-- start of RECORDS FOR THIS TASK --

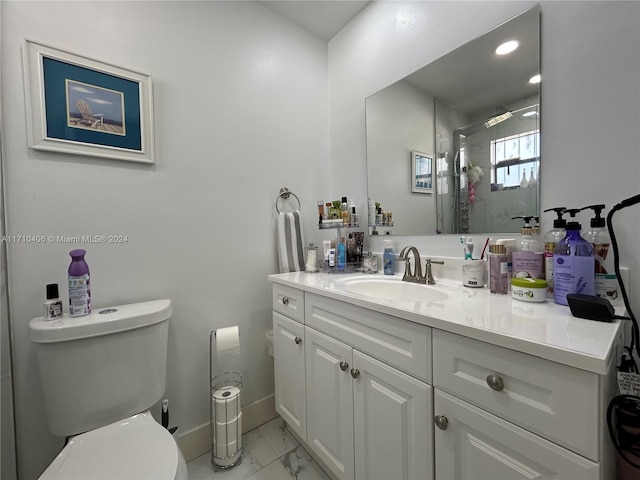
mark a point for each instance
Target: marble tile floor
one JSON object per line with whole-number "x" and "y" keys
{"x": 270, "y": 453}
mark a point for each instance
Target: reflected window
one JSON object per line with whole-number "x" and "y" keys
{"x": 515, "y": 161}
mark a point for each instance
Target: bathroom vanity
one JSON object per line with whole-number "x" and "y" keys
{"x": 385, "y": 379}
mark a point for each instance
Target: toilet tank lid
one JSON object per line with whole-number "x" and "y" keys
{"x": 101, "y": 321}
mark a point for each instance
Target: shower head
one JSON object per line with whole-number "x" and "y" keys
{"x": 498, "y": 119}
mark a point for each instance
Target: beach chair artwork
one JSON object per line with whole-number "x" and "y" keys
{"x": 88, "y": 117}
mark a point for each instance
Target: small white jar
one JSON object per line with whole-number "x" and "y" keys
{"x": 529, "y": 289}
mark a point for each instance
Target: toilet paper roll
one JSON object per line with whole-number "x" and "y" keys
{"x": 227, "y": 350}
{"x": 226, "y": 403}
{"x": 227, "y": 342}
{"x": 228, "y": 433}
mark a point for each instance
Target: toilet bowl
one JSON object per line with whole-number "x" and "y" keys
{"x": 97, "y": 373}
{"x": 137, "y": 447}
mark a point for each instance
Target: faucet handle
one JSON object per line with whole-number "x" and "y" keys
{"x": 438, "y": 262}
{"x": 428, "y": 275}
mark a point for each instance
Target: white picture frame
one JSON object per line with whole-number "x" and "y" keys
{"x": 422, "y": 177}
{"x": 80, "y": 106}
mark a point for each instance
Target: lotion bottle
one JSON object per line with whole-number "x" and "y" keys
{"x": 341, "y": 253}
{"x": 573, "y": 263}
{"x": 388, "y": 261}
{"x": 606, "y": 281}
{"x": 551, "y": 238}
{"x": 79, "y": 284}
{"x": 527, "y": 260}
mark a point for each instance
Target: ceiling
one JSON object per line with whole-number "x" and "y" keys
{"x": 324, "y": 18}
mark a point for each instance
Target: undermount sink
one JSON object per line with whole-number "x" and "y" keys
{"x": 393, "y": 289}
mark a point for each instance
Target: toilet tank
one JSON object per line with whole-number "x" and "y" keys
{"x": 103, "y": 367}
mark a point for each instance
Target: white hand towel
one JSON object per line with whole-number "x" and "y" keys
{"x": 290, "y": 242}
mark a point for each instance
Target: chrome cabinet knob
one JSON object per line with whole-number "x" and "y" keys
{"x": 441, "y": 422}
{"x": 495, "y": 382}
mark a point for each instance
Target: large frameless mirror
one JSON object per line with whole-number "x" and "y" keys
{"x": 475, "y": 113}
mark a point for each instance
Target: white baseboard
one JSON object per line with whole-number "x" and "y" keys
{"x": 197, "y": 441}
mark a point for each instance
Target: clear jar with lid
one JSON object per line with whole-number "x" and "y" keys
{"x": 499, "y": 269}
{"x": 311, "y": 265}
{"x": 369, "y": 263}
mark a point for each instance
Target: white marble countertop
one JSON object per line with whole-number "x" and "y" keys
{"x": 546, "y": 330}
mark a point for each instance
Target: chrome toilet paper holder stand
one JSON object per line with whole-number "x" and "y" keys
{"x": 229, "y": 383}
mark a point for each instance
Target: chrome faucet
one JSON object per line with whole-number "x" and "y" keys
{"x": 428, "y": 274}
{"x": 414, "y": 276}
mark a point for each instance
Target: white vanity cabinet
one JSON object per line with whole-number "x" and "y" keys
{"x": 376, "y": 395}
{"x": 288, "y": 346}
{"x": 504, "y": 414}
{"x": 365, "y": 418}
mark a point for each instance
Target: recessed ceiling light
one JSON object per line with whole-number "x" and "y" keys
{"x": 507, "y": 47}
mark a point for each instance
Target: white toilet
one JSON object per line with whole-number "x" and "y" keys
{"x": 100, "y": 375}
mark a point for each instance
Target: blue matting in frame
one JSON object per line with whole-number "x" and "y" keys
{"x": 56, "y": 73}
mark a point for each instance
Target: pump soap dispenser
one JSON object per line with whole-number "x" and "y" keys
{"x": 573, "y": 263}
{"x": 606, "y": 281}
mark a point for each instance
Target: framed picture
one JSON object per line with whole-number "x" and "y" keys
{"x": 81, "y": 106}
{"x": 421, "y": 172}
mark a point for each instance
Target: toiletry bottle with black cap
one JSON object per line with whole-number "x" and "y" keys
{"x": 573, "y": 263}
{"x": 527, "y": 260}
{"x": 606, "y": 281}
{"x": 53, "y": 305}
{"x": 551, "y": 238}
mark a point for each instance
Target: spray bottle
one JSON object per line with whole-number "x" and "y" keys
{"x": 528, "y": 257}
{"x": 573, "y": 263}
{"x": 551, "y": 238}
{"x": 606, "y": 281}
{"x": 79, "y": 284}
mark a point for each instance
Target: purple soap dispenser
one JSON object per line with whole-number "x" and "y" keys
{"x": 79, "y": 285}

-- end of RECORDS FOR THIS TASK --
-- start of RECORDS FOR THIS TASK --

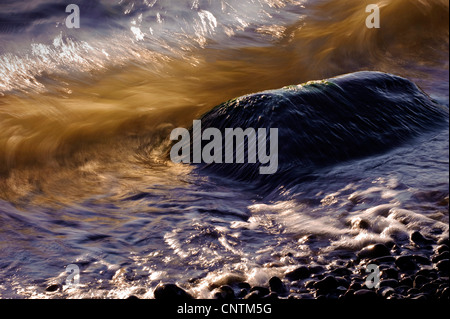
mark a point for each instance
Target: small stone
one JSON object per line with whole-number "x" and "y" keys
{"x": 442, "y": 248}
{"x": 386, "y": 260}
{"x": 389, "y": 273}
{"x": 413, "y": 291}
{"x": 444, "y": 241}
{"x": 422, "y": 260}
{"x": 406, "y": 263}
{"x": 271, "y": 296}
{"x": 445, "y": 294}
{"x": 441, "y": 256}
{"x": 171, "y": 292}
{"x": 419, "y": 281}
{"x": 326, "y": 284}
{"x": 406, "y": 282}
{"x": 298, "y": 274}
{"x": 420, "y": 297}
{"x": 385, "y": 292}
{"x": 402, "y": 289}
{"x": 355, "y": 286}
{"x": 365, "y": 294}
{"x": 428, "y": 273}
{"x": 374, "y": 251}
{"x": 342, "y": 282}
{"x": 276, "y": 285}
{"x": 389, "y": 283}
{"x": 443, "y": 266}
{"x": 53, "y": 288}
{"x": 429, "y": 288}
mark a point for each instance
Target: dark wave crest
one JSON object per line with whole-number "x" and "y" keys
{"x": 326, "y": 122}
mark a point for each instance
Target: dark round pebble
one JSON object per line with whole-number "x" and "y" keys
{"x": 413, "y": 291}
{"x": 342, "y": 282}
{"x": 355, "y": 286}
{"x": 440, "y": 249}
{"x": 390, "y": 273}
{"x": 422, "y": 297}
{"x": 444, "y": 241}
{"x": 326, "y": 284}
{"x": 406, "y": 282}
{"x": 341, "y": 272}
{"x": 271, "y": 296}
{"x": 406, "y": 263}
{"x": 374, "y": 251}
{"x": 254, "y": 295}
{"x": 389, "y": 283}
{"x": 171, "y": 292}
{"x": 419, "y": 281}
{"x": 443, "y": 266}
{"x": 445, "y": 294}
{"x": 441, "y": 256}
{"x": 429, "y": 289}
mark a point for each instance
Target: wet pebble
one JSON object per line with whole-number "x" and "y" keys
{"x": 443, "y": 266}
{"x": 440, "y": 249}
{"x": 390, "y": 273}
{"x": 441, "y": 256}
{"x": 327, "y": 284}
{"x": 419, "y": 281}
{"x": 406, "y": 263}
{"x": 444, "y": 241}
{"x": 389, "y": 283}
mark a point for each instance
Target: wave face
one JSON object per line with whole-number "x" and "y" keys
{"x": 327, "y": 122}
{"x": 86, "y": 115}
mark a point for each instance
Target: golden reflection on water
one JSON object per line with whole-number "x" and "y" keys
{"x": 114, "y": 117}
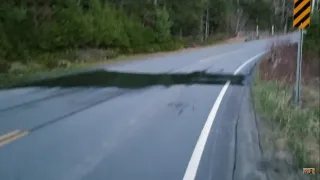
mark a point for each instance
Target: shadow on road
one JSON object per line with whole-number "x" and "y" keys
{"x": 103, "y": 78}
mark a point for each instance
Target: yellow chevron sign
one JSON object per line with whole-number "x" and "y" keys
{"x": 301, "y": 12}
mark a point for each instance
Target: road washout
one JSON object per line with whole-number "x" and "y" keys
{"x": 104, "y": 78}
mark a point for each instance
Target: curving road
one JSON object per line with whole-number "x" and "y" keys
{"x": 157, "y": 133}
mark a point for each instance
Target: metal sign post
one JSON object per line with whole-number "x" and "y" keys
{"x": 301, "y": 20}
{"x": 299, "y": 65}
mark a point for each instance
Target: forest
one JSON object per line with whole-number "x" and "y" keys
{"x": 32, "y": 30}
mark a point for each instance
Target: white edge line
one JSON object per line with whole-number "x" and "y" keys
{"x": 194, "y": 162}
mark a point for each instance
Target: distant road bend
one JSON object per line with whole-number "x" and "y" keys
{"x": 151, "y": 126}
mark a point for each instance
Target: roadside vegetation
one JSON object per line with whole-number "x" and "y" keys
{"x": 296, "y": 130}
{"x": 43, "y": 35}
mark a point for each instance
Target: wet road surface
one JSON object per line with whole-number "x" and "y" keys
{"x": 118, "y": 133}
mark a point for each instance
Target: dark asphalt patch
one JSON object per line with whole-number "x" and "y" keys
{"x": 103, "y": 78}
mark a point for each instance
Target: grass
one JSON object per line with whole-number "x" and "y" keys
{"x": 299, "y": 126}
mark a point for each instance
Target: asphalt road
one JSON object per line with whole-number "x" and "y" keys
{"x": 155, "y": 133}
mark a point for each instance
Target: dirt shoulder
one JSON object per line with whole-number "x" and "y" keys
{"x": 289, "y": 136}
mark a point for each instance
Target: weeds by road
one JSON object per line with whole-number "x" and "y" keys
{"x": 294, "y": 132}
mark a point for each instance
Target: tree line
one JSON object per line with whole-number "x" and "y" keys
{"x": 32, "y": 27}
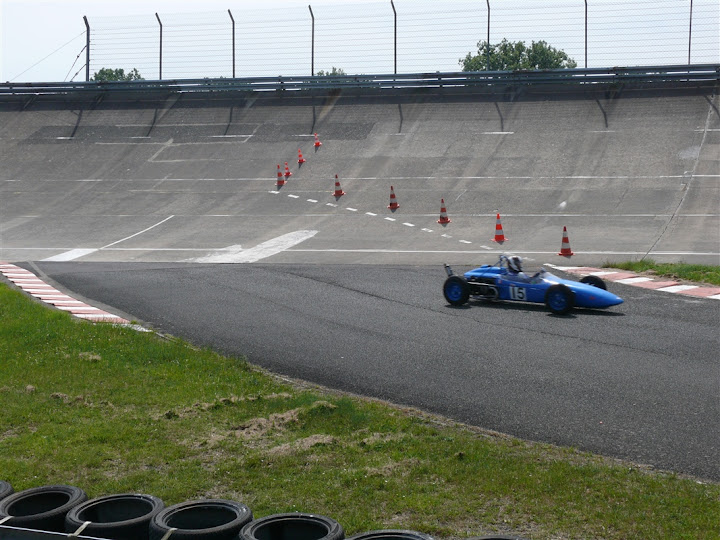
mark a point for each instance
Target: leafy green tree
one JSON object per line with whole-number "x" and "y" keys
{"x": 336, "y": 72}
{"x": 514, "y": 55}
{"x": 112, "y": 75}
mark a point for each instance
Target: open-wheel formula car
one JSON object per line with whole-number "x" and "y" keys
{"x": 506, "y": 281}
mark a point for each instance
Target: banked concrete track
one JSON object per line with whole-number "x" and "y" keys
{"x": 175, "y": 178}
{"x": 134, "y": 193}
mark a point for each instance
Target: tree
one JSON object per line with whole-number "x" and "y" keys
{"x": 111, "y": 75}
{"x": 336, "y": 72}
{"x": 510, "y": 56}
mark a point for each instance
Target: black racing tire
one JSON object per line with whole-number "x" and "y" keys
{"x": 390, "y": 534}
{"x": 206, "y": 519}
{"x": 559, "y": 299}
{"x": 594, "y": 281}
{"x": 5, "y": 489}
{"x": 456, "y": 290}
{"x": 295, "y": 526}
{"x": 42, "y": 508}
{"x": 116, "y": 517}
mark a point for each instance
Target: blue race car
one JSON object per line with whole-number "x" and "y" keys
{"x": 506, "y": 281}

-- end of RECORDS FOR THIS TASK --

◆ DIRECTIONS
Gather every line in the records above that contains the word "vanity", and copy each of those lines in full.

◆ RESPONSE TO THE TASK
Target: bathroom vanity
Target: white vanity cabinet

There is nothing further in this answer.